Category: Ireland

  • UK Prime Minister  apologises for MI5’s role in murder of Ulster lawyer but wife slams report into police collusion in his murder

    UK Prime Minister apologises for MI5’s role in murder of Ulster lawyer but wife slams report into police collusion in his murder

    Pat Finucane

     

    • 38-year-old was shot dead in front of his wife and children at home in 1989
    • Report by Sir Desmond de Silva QC published today reveals the killing might not have happened without the involvement of security agencies
    • Widow Geraldine has repeatedly called for a full public inquiry
    • David Cameron admitted there was collusion between police and loyalists responsible for the killing but only ordered a review of the case

    David Cameron said the Government was ‘deeply sorry’ yesterday after a report into the murder of solicitor Pat Finucane found the security services colluded with the loyalist terrorists who killed him.

    A review of the case by Sir Desmond de Silva, QC, found the father-of-three would probably not have been executed by the Ulster Defence Association without the encouragement of British agents.

    Sir Desmond said state employees ‘furthered and facilitated’ the shooting of the 38-year-old, who was gunned down in front of his family in 1989.

    But his finding that there was no evidence of an over-arching conspiracy involving ministers or security chiefs to target Mr Finucane sparked calls for a full public inquiry.

    The widow of murdered Belfast solicitor Mr  Finucane slammed a report into his death as ‘a sham… a whitewash… a confidence trick’.

    Geraldine Finucane said Sir Desmond de Silva’s report was ‘not the truth’ and renewed her call for a full public inquiry.

    In a Commons statement today, David Cameron admitted Mr Finucane might still be alive had police and state agencies not colluded in his murder.

    The Prime Minister said the ‘appalling crime’ was the result of ‘shocking levels’ of state collusion and apologised on ‘behalf of the government and the whole country’.

    The de Silva review into the 1989 killing found that state employees actively ‘furthered and facilitated’ the loyalist murder of Mr Finucane.

    But the victim’s family have criticised the review, insisting only a full public inquiry will reveal the truth about his murder.

    The 38-year-old was shot in front of his wife and children at home by loyalist paramilitaries from the Ulster Defence Association in 1989.

    At a press conference after the review was published, Mrs Finucane accused the British Government of suppressing the truth while attempting to blame dead individuals and disbanded organisations while exonerating ministers, serving officers and existing security agencies.

    Mrs Finucane said: ‘Yet another British government has engineered a suppression of the truth behind the murder of my husband, Pat Finucane.

    ‘At every turn it is clear that this report has done exactly what was required – to give the benefit of the doubt to the state, its Cabinet and ministers, to the Army, to the intelligence services and to itself.

************

## SET OF TASKS
[a] Name every person the article on the Finucane killing identifies by name.
[b] Summarize the article on the Finucane killing in two sentences.
[c] Return the passage of the article on the Finucane killing from "But his finding" up to and including "a confidence trick’.".
The listing that comes next is separate material and has no connection to the article on the Finucane killing.

(Boundary labeling items)
************

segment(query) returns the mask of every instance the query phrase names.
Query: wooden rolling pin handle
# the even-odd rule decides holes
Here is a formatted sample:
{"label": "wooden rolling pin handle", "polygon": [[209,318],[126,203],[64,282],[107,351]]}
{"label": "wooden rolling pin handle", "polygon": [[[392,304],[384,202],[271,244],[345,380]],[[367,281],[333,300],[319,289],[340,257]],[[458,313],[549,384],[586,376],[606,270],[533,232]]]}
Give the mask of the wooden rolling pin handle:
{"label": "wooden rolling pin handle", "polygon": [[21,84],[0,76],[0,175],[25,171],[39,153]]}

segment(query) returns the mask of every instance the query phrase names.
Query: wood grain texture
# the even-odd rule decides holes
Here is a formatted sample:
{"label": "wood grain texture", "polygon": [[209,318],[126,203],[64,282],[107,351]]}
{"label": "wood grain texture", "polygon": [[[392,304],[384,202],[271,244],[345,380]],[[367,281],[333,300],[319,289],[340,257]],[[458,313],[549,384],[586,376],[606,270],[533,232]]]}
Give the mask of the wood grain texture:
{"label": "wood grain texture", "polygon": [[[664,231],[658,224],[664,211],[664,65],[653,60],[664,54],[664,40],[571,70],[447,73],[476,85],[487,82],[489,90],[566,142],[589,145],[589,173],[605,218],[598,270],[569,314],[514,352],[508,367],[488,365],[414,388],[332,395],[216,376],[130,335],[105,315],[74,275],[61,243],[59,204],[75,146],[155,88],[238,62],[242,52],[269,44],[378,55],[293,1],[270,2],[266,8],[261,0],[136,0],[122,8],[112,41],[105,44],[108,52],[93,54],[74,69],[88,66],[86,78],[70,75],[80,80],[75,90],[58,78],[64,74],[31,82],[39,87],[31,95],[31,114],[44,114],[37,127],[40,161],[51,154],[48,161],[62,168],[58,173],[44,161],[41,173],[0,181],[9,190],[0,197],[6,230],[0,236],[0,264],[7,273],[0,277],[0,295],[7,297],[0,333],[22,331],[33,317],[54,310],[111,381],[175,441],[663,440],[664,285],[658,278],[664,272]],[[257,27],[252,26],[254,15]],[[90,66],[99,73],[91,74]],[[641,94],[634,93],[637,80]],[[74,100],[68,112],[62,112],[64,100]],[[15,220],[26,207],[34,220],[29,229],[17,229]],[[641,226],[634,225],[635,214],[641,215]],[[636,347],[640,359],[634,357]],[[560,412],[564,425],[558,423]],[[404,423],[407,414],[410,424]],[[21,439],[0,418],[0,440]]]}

************

## OUTPUTS
[a]
- Pat Finucane
- Sir Desmond de Silva
- Geraldine Finucane
- David Cameron

[b] David Cameron apologized after a review by Sir Desmond de Silva found that state employees "furthered and facilitated" the 1989 loyalist murder of Belfast solicitor Pat Finucane, who was shot in front of his family. The review found no evidence of an over-arching conspiracy involving ministers or security chiefs, and Finucane's widow, Geraldine, called the report a whitewash and renewed her demand for a full public inquiry.

[c]
But his finding that there was no evidence of an over-arching conspiracy involving ministers or security chiefs to target Mr Finucane sparked calls for a full public inquiry.

    The widow of murdered Belfast solicitor Mr  Finucane slammed a report into his death as ‘a sham… a whitewash… a confidence trick’.